Task details:
Continue the remembrance of Florence given below, starting after its final sentence.

Excerpt:
---+---
In the end, the box with the waffle iron was still unopened when her sons cleaned out her house almost 60 years later. But Howard and especially Florence did open their hearts to me over the years, especially when we raised our children whom they came to cherish like their own grandchildren. When I saw the usual stern and stolid Uncle Howard shed tears of joy at my daughter’s bat mitzvah, I knew I had finally won him over. I felt that Florence became a fan of mine even earlier, and I always enjoyed and felt welcome at her annual Thanksgiving parties. I got to see close-up how she never waffled in her values and how she impressed on her sons, on Annette, and even on me her ironclad determination that you can succeed in anything you set your heart to do.
Above all, she loved the Jewish people, and she loved the land of Israel. Although she was not fully observant, her sons remember that every Friday night, she lit Shabbat candles. Every Passover when they were young, she shlepped her boys to Chicago or to Uncle Jacob in Syracuse. When Steven, who now lives in Israel, was 5 and his family was in Germany where Howard was an army doctor, Florence took him for a tour of the concentration camp Dachau. When Yossi was 10 and Steven was 13, she took them to Israel. She wanted to etch into their minds the Importance of Israel as a place to ensure the safety of Jews from the enemies that arise in every generation.
Florence was always someone who accepted people and encouraged them. She was even doing this in the last years of her life in the nursing home. She never protested when her sons became religious or earlier when they went through a period of rebelliousness. She only wanted them to become educated, to go to college, and to fulfill their own dreams. After Howard passed away, she enjoyed spending Sabbath and holidays with Yossi and Carol or with me and my wife.
---+---
Listed entries:
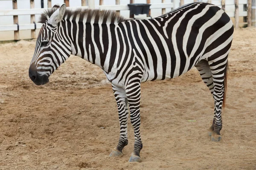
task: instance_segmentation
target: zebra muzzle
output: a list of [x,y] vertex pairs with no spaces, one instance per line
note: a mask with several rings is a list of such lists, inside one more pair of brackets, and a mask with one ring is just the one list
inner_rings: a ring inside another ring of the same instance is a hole
[[38,85],[44,85],[49,82],[49,76],[47,75],[38,74],[35,66],[31,65],[29,70],[29,75],[31,80]]

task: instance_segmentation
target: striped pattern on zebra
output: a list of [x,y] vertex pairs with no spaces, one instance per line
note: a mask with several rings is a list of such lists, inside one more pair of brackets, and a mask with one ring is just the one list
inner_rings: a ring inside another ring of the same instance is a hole
[[47,10],[40,22],[44,25],[29,69],[35,83],[48,82],[71,54],[102,68],[111,83],[120,128],[110,156],[122,156],[128,144],[129,111],[135,136],[129,161],[141,161],[141,83],[175,78],[194,66],[214,101],[209,134],[212,141],[221,139],[233,27],[219,7],[197,2],[155,18],[128,20],[110,11],[66,10],[63,4]]

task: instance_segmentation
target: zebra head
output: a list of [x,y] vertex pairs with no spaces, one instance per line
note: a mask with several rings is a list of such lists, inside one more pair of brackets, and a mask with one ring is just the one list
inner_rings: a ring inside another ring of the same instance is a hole
[[60,7],[55,5],[41,16],[40,22],[43,25],[29,70],[30,79],[37,85],[47,83],[50,75],[71,54],[71,42],[61,36],[66,34],[66,28],[60,23],[65,11],[65,4]]

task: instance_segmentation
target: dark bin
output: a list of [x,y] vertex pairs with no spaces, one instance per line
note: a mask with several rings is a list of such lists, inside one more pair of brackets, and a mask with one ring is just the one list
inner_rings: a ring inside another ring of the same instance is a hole
[[128,4],[130,9],[130,14],[138,15],[139,14],[148,14],[149,6],[151,4],[147,3],[130,3]]

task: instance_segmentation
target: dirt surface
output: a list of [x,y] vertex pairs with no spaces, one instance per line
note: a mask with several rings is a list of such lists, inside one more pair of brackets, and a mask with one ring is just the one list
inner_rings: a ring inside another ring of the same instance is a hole
[[72,56],[38,86],[28,76],[35,40],[0,45],[0,169],[256,169],[256,34],[235,32],[219,142],[207,136],[213,101],[195,69],[142,84],[140,163],[128,162],[130,123],[124,156],[108,156],[119,123],[100,68]]

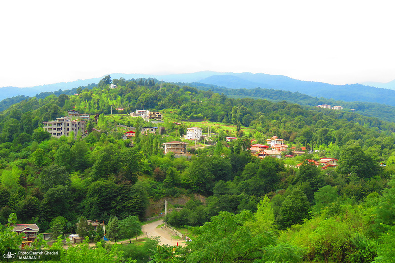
---+---
Task answer:
Florence and Annette loved visiting places that I don’t think Howard would have ventured to see had he been alive. On one of the last trips to Israel that we took as a family, Florence and Annette told everyone they were going to a day spa. Instead, they went to see Petra. We are talking about one of the great ancient cities that lies half hidden in the wind-blown landscape in southern Jordan. You heard right, two Jewish women traveled alone to Jordan! Nothing untoward happened because as usual, Tanta Faiga had everything carefully orchestrated and knew what to do in a pinch (and they had a few near emergencies). Nonetheless, it was one of my wife’s peak experiences.
.Back on the home front, we spent countless Sabbaths, high holidays, and Passovers together; we always had a fun time. While she was the epitome of elegance, she was also very down to earth and was comfortable in our mostly relaxed, informal home atmosphere. We loved talking to her about anything because she was so well read and versed in so many things. She always gave unconditional love, but she could grill us like a prosecuting attorney if she didn’t agree with what we were saying. To my wife, she was the ideal Jewish female role model, committed to family, to education, to Israel, and to preserving traditions, along with being part of modern secular society.
The past five years she experienced continual decline in her mental capacity. The family was no longer able to ensure that she was safe and well fed at home, even with round the clock aides. The last two years of her life she spent in Gurwin Assisted-Living, specifically, the Memory unit. The staff was wonderful, and she had company every day with all the other residents. Even when she was in the nursing home, she would often sing Yerushalayim shel Zahav (Jerusalem of gold) and other Israeli songs that she still remembered.